▶ [Entries taken from a collection]:

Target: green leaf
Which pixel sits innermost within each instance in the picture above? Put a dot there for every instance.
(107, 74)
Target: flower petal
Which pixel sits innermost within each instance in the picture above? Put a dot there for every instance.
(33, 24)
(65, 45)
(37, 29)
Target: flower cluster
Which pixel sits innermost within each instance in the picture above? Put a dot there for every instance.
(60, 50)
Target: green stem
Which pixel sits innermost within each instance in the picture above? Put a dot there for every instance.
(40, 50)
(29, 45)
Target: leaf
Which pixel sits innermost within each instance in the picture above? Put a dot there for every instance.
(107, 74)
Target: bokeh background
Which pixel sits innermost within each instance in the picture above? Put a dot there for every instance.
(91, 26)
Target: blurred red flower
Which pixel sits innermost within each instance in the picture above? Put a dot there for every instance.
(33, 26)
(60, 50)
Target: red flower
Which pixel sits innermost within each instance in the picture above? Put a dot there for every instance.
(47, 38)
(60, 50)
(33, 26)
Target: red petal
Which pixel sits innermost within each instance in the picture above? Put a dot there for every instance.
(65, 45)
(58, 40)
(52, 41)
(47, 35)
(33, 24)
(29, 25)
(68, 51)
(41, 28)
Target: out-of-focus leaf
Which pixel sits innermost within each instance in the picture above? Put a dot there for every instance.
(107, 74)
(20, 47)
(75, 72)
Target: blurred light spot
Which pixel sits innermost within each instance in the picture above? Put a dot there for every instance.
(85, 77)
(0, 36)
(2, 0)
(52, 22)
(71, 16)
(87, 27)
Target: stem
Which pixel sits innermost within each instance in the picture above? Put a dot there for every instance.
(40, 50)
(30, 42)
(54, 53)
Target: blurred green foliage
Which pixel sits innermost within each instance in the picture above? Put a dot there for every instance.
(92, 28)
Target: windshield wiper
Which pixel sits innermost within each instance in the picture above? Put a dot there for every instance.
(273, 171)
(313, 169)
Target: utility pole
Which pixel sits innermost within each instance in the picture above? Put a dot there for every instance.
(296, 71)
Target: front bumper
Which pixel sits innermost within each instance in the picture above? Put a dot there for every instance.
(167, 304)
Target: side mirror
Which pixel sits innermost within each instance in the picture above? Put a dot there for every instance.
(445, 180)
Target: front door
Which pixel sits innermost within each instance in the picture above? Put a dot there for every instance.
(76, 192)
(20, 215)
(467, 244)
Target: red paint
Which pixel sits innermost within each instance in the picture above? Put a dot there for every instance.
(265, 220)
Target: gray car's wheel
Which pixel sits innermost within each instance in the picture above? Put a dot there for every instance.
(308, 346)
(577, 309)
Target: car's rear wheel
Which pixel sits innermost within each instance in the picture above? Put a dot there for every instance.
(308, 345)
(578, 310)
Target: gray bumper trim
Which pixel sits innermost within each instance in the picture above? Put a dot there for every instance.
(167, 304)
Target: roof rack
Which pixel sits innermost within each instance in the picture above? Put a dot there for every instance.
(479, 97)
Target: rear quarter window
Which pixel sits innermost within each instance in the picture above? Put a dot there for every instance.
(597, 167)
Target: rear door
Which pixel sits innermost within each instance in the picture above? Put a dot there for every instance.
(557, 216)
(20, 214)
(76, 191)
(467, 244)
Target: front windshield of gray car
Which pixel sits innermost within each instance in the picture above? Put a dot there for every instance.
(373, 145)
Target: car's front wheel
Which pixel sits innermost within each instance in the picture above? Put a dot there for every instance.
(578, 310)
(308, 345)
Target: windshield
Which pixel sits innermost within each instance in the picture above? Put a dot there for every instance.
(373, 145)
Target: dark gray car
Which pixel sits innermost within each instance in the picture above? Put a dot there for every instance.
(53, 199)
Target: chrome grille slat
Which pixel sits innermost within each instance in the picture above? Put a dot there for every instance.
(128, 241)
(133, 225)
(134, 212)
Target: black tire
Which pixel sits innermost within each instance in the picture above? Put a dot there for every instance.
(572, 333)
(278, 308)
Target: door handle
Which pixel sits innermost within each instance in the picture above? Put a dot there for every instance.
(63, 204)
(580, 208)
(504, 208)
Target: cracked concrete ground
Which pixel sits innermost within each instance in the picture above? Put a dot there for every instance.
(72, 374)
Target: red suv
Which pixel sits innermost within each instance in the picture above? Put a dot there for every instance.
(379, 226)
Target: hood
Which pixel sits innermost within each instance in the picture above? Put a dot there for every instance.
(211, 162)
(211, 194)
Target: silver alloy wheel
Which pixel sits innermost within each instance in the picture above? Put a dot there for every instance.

▶ [WHAT YOU ARE ASKED TO DO]: From the data above, return every line from the line that has "Target: car's rear wheel" up to and including the line that has "Target: rear door", exactly.

▶ [ANSWER FOR THE TASK]:
Target: car's rear wheel
Which pixel sits innermost within each instance in the picture above? Put a dot there for every instance.
(308, 345)
(578, 310)
Target: gray bumper trim
Which pixel sits innermost within each instance in the picture above? Put a dot there for every instance.
(167, 304)
Target: roof rack
Which pixel sits innermost within each instance in the picture above? Put a dot there for every instance.
(479, 97)
Target: rear quarter window
Which pixel sits innermost within each instance in the picture above? Put a dot there for every instance.
(597, 167)
Target: rear door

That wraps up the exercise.